Records for this exercise:
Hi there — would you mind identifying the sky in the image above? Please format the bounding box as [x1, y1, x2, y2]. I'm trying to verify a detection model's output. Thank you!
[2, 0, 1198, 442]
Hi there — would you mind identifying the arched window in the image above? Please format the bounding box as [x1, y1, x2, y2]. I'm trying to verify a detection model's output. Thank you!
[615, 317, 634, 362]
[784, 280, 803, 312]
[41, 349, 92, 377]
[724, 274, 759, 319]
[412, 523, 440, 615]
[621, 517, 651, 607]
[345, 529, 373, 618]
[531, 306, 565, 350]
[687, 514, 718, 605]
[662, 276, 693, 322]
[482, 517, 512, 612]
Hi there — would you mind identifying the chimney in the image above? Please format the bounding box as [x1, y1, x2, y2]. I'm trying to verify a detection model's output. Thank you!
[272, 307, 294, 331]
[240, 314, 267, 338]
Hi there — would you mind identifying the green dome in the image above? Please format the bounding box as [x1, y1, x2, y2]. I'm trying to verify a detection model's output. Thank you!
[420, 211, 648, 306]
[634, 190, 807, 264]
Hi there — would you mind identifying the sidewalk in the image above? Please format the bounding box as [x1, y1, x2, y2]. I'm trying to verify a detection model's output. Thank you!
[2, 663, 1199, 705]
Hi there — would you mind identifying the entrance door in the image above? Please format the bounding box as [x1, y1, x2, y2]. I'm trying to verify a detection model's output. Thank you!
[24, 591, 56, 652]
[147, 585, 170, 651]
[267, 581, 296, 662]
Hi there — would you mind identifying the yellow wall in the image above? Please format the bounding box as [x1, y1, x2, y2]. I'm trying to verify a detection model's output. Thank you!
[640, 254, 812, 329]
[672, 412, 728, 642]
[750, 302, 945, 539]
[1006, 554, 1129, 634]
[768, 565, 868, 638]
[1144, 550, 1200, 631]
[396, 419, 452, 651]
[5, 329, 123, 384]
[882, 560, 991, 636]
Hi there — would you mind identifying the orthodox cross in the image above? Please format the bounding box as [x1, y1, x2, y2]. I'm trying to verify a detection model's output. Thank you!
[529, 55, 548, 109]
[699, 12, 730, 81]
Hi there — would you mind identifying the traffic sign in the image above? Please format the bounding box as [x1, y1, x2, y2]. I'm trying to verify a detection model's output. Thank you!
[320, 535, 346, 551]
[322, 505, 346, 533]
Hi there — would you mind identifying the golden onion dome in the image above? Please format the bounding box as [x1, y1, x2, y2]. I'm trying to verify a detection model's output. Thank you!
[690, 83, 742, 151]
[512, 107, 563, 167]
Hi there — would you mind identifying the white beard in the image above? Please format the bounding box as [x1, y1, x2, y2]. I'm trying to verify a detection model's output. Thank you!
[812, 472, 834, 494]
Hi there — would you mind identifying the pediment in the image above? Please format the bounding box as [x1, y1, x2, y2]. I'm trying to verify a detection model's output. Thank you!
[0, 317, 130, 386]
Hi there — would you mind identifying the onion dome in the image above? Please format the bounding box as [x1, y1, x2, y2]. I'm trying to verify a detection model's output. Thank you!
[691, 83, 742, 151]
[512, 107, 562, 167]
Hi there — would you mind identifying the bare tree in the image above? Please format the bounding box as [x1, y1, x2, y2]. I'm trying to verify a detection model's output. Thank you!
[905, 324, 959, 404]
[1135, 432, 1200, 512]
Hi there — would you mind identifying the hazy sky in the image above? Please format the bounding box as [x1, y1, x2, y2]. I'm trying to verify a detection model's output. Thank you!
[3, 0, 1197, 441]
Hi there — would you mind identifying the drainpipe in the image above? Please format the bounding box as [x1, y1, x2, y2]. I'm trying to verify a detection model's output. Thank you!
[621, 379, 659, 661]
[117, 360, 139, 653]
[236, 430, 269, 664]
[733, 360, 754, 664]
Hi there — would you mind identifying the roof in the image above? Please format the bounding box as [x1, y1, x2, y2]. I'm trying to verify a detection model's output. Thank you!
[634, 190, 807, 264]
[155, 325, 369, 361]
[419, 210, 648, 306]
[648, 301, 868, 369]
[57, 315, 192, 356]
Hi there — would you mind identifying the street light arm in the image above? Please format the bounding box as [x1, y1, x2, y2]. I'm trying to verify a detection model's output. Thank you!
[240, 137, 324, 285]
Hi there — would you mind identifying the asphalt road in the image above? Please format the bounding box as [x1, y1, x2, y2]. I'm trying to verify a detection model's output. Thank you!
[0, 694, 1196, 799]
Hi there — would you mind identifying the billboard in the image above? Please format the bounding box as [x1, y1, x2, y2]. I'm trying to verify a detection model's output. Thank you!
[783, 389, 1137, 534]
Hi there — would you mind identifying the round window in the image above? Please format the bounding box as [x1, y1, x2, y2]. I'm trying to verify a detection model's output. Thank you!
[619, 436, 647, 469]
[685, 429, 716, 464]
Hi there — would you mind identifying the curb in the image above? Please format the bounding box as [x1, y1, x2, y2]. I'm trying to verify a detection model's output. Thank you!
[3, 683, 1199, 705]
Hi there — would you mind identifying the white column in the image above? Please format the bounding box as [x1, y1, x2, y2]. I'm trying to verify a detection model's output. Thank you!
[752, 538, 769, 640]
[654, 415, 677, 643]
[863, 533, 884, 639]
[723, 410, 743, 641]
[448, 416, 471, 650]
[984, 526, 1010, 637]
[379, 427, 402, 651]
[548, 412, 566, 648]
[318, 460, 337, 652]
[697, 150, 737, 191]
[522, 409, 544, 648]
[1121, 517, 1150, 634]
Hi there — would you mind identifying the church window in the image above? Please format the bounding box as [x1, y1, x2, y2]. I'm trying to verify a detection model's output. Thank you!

--

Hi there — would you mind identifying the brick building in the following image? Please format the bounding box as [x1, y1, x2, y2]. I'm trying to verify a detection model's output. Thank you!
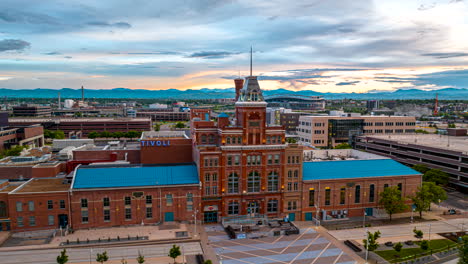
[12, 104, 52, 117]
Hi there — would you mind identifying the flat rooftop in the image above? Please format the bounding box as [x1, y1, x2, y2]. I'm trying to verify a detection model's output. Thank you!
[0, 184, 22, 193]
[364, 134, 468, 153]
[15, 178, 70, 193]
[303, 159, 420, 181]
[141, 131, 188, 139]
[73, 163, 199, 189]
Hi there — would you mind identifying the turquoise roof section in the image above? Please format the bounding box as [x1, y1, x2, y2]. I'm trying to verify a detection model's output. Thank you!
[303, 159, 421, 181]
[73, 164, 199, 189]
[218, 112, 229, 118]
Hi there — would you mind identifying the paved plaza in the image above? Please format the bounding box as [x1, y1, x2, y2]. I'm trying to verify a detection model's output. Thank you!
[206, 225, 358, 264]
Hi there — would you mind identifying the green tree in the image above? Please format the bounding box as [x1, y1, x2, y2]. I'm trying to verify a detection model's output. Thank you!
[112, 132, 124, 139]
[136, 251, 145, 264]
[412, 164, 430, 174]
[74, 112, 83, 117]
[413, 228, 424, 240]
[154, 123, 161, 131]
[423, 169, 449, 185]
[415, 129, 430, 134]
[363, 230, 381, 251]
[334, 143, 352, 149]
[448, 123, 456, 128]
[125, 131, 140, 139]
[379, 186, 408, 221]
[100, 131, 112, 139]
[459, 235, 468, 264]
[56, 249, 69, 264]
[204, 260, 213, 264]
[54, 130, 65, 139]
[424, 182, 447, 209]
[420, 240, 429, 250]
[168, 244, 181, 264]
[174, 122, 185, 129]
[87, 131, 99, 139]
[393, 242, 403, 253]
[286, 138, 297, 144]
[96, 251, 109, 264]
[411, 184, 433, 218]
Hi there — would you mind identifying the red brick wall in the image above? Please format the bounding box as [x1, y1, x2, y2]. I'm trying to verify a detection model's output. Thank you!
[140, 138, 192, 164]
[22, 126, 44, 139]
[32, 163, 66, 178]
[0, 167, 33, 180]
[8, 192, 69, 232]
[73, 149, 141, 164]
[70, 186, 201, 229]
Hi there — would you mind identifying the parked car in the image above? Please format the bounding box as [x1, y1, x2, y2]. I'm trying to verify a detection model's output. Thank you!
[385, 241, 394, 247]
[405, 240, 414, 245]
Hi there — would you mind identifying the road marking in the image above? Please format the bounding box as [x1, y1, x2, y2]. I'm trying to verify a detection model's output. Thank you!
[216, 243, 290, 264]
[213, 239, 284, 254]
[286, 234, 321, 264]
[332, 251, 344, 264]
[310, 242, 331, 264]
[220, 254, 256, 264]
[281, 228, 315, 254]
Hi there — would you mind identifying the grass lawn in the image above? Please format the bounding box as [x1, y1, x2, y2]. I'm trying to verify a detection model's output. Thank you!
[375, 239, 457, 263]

Work to complete: From the records above, extract exactly and only the lines that begin at the line with "Hi there — would you mind identifying the white column" and stop after the line with "Hi there — would you mind identifying the church".

Written reply:
Hi there — would you mind identifying the white column in the image above? Please format the bounding box as [x1, y1, x2, y2]. I'm trying to verify a detection model's output. Thank you!
[752, 538, 769, 640]
[654, 415, 677, 643]
[863, 533, 884, 639]
[723, 410, 743, 641]
[448, 416, 471, 650]
[984, 526, 1010, 637]
[379, 427, 402, 651]
[548, 412, 566, 648]
[318, 460, 337, 652]
[697, 150, 737, 191]
[522, 409, 544, 648]
[1121, 517, 1150, 634]
Hi there — would you mind identifying the church window in the image above? Please format the bounding box as [x1, y1, x2, y2]. I'm trying to verify a detection model's output. Thank you!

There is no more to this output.